Textausschnitt ▸

━━━━━━━━━━━━━━━━━━━━━━━━━━━━━━

Wegewart Paul Topp ist ständig auf Achse, um Wege und Straßen in der Stadt zu kontrollieren. Gesetz schreibt Form- und Pflegeschnitte vor.

Norderstedt. Paul Topp guckt sich die Buchenhecke genau an. Dünne Zweige ragen in den grau gepflasterten Fußweg hinein. Der Wegewart zögert kurz und geht weiter. "Das ist gerade noch vertretbar, zumal ich davon ausgehe, dass der Grundeigentümer in den nächsten Tagen die Hecke schneiden wird", sagt Topp, einer von zwei Wegewarten, die ständig auf Achse sind, um Wege und Straßen in Norderstedt zu kontrollieren, Schäden zu protokollieren und dafür zu sorgen, dass die Mängel behoben werden.

Zurzeit sind es Bäume und Sträucher, aber auch Rasen und Unkraut, die in die Wege hineinwachsen, die Breite einschränken und zu Gefahrenquellen werden können. "Wenn eine Mutter mit Kinderwagen und ein Radfahrer nicht mehr aneinander vorbeikommen, führt das zu unnötigen Unfallrisiken", sagt der Wegewart.

"Die weitaus meisten Grundstücksbesitzer pflegen ihre Gärten und halten die Wege frei, ohne dass sie von uns daran erinnert werden müssen", sagt Topp, als wir ihn gestern eine Stunde beim Rundgang durch Norderstedt-Mitte begleitet haben. Viele Hecken strecken schon ihre Zweige über das Gehwegpflaster aus. Aber da bleibt der Wegewart gelassen, zeigt sich großzügig. Er sehe, dass die Besitzer die grünen Grenzposten regelmäßig schneiden und wohl auch demnächst wieder die Heckenschere ansetzen werden.

━━━━━━━━━━━━━━━━━━━━━━━━━━━━━━

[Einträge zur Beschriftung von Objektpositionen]
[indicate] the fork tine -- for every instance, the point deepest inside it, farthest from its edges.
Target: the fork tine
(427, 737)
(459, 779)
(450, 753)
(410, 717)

━━━━━━━━━━━━━━━━━━━━━━━━━━━━━━

Aufgabenliste ▸
A: Wie viele Wegewarte kontrollieren laut dem Artikel über den Norderstedter Wegewart die Wege und Straßen der Stadt?
B: Führen Sie den Artikel über den Norderstedter Wegewart im Anschluss an seinen letzten Satz fort.
Die Einträge sind eigenständiges Material und gehören nicht zum Artikel.

Ergebnisse je Aufgabe ▸
A: Zwei.

B:
Das müssen sie laut Satzung der Stadt Norderstedt auch. Kommen sie ihrer Pflicht nicht nach, werden sie von der Verwaltung mit einem Schreiben freundlich an ihre Pflichten erinnert. So wie Familie Isberg. Sie störte sich allerdings weniger an der Aufforderung die Buchenhecke zu stutzen. "Was uns am meisten wundert, ist, dass da ein Mensch durch Wege und Straßen geistert, alles fotografiert, was ihm nicht gefällt, ins Büro läuft, Katasterblätter wälzt, Briefe schreibt und verschickt, und dem Bürger das Gefühl gibt, dass er unter Beobachtung steht. Wie wäre es denn, wenn er das nächste Mal klingelt, uns freundlich auf sein Problem aufmerksam macht, und wir ihm erklären würden, dass dort noch eine Amsel brütet. Wo leben wir denn, dass man so umständlich miteinander kommuniziert?", schreibt Anke Isberg in einer Mail an die Norderstedter Regionalausgabe des Hamburger Abendblatts.

Form- und Pflegeschnitte sind grundsätzlich jederzeit zulässig

"Natürlich klingeln wir auch mal oder sprechen die Menschen an", sagt der Wegewart. Aber die Verwaltung müsse etwas in der Hand haben, um im Zweifelsfall nachweisen zu können, dass sie einen Eigentümer schon schriftlich an seine Pflichten erinnert hat. "Das wäre ja sonst so, als wenn das Ordnungsamt einen Autobesitzer mitteilt, dass sein Fahrzeug falsch parkt, und er es doch bitte umparken soll", sagt Martin Sandhof, Leiter des städtischen Betriebsamtes. Und auch die alltägliche Praxis des 33 Jahre alten Wegewartes lässt die direkte Kommunikation nur eingeschränkt zu: "Aus der Bitte, die Hecke zu schneiden, wird ganz schnell mal ein 20-minütiger Plausch. Die Zeit haben wir nicht", sagt Topp.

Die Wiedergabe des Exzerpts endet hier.